[[ Data in this exercise open ]]

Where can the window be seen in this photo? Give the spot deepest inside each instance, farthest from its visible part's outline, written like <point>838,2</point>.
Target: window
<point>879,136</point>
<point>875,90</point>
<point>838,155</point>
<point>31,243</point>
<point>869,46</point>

[[ Data in this exercise closed ]]
[[ Data in this exercise open ]]

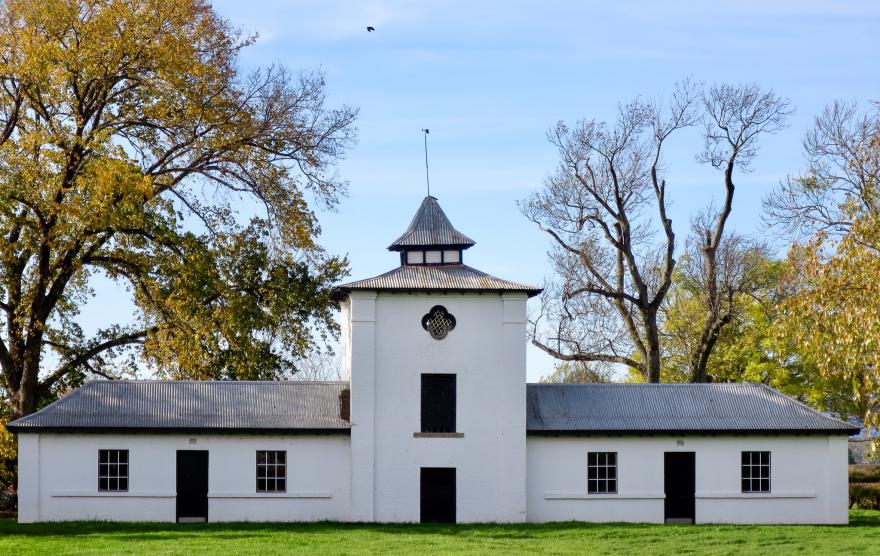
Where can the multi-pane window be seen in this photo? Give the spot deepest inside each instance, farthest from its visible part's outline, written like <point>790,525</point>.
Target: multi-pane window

[[ Data in this exercise closed ]]

_The task:_ Gather from the entries above all lines that include the string "multi".

_Written response:_
Where can the multi-pane window be seen in this photo? Give the spot deepest inside each instance, farthest from its visible part's outline, written like <point>790,525</point>.
Target: multi-pane window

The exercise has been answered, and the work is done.